Written task a: In the narrowboat excerpt below, reproduce the passage between "I am looking" and "you may have?", inclusive, substituting "dishwasher" for "washing machine".
[start of Document excerpt]
I am looking at buying a very tidy 1990-built 50' narrowboat that is fitted with a Readiline mechanical inverter that converts 12 volt power to 240 volts (or so it says in the blurb!)(the guy at the marina described it as a 'converter', an early form of inverter). Never having heard of these, can you advise me:
1. Would it be best to replace it with a modern inverter or, if it works OK, leave it alone and use it?
Will it run a washing machine, if we have one fitted?
3. Any other thougts/advice you may have?
The boat appears to have 1 starter and 2 domestic batteries.

Asked by: Paul Taylor  | 4.17pm, Sunday 15 July

WW says:

The Rediline is a rotary converter rather than an invertor. It is basically a 12V motor directly driving a mains generator.
The advantage over an invertor is that you get a proper sine wave supply just like the mains, rather than an electronically synthesised approximation (although expensive invertors are very good). Disadvantages are that the minimum current required to drive the generator is quite high, so for small loads they are even more inefficient than an invertor. Running at high loads it should be similar to an invertor. They are slightly noisier than an invertor, but much quieter than a generator.
As far as I am aware they came in two sizes; 800 and 1600W, neither of which will drive a washing machine. With only about 120 Amp hrs of useable domestic battery capacity (assuming two 110 Ahr batteries) you will not be able to power a washing machine without running the engine anyway.
[end of Document excerpt]
[start of Provided information]
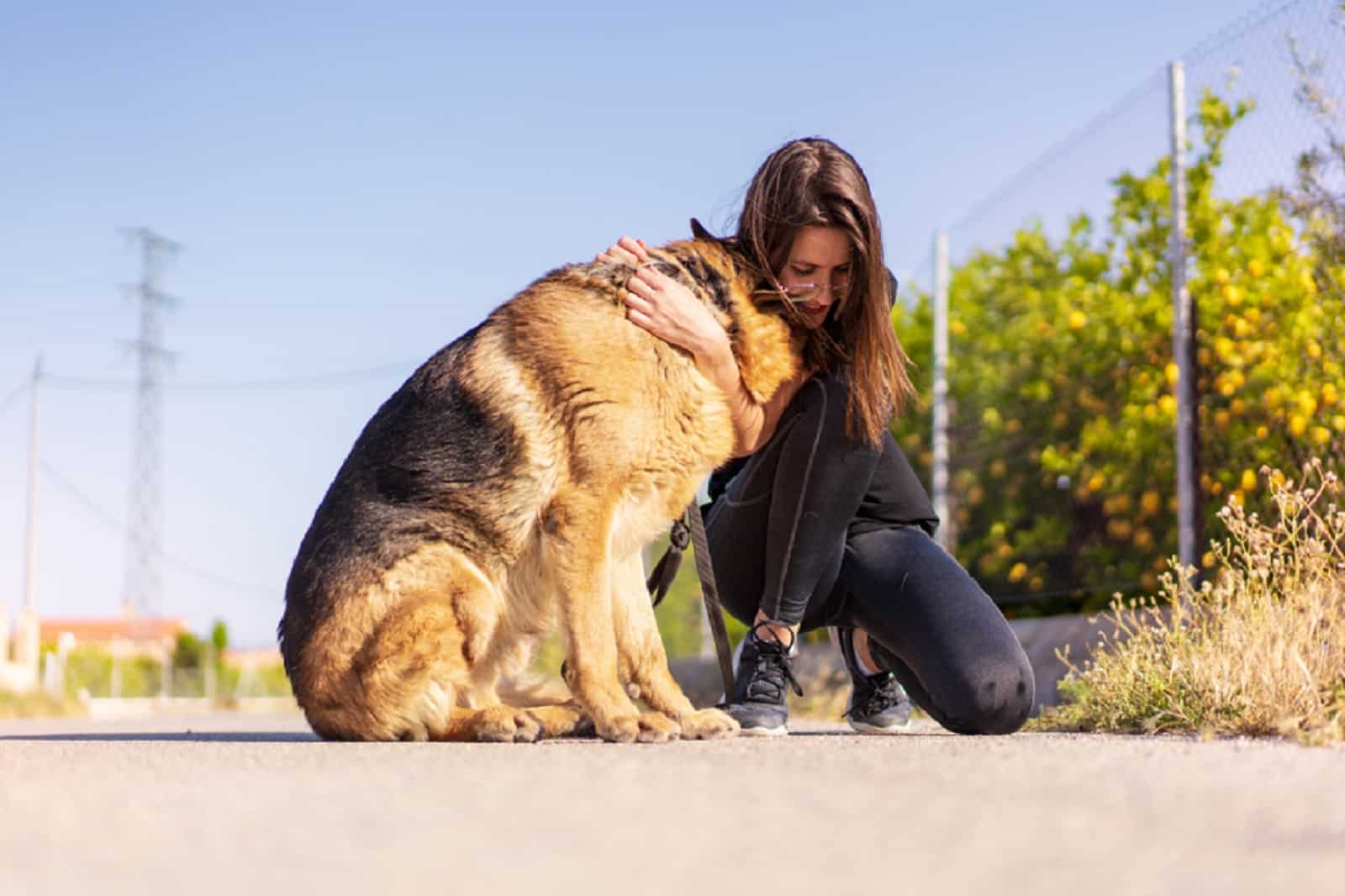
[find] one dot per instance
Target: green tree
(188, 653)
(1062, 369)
[end of Provided information]
[start of Provided information]
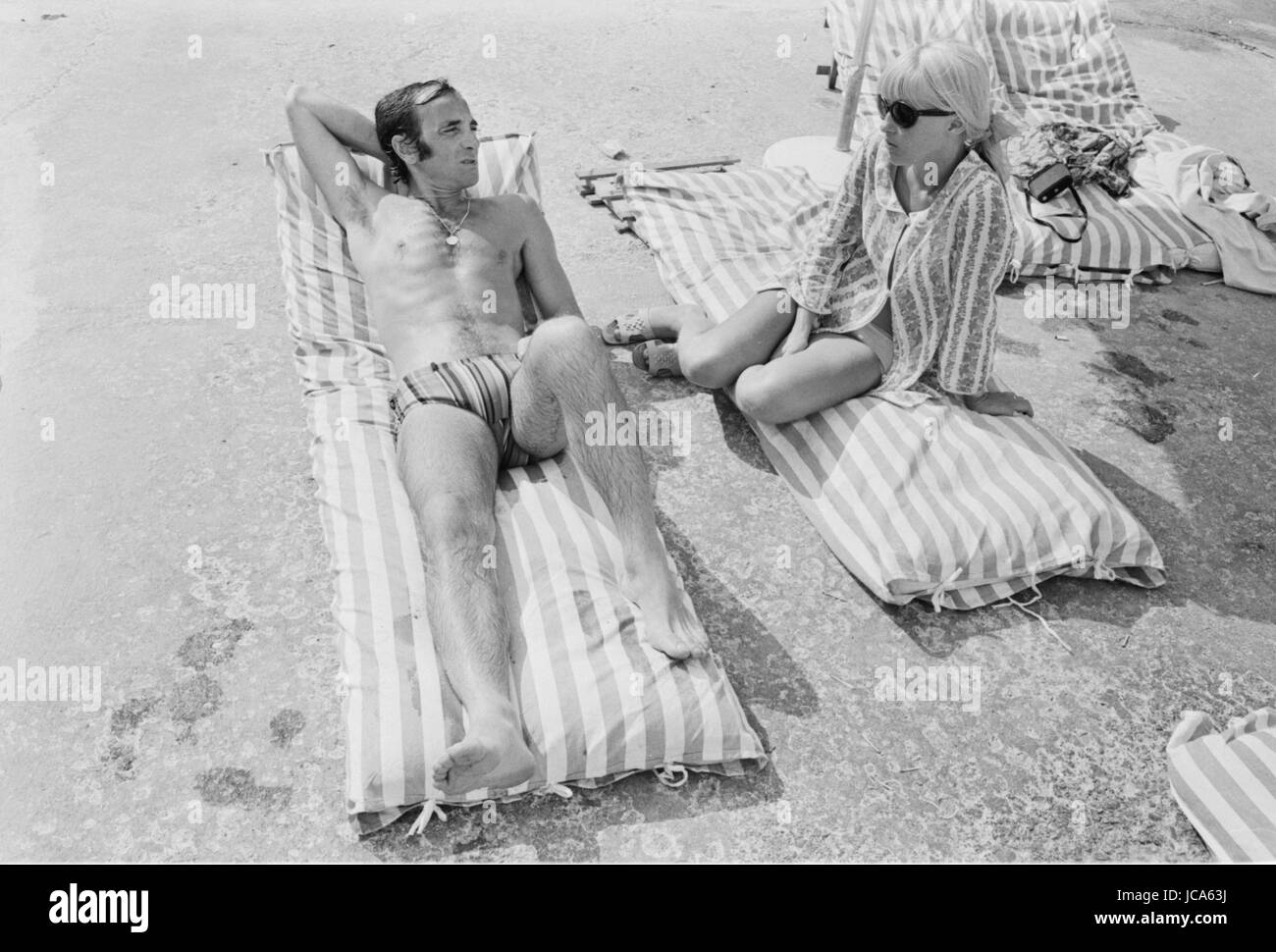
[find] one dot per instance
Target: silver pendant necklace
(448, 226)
[end of Provided information]
Written task b: Determine how many lines of the entries above contain the string "Target". Give only the number.

Final result a:
I am looking at buying a very tidy 1990-built 50' narrowboat that is fitted with a Readiline mechanical inverter that converts 12 volt power to 240 volts (or so it says in the blurb!)(the guy at the marina described it as a 'converter', an early form of inverter). Never having heard of these, can you advise me:
1. Would it be best to replace it with a modern inverter or, if it works OK, leave it alone and use it?
Will it run a dishwasher, if we have one fitted?
3. Any other thougts/advice you may have?

Final result b: 2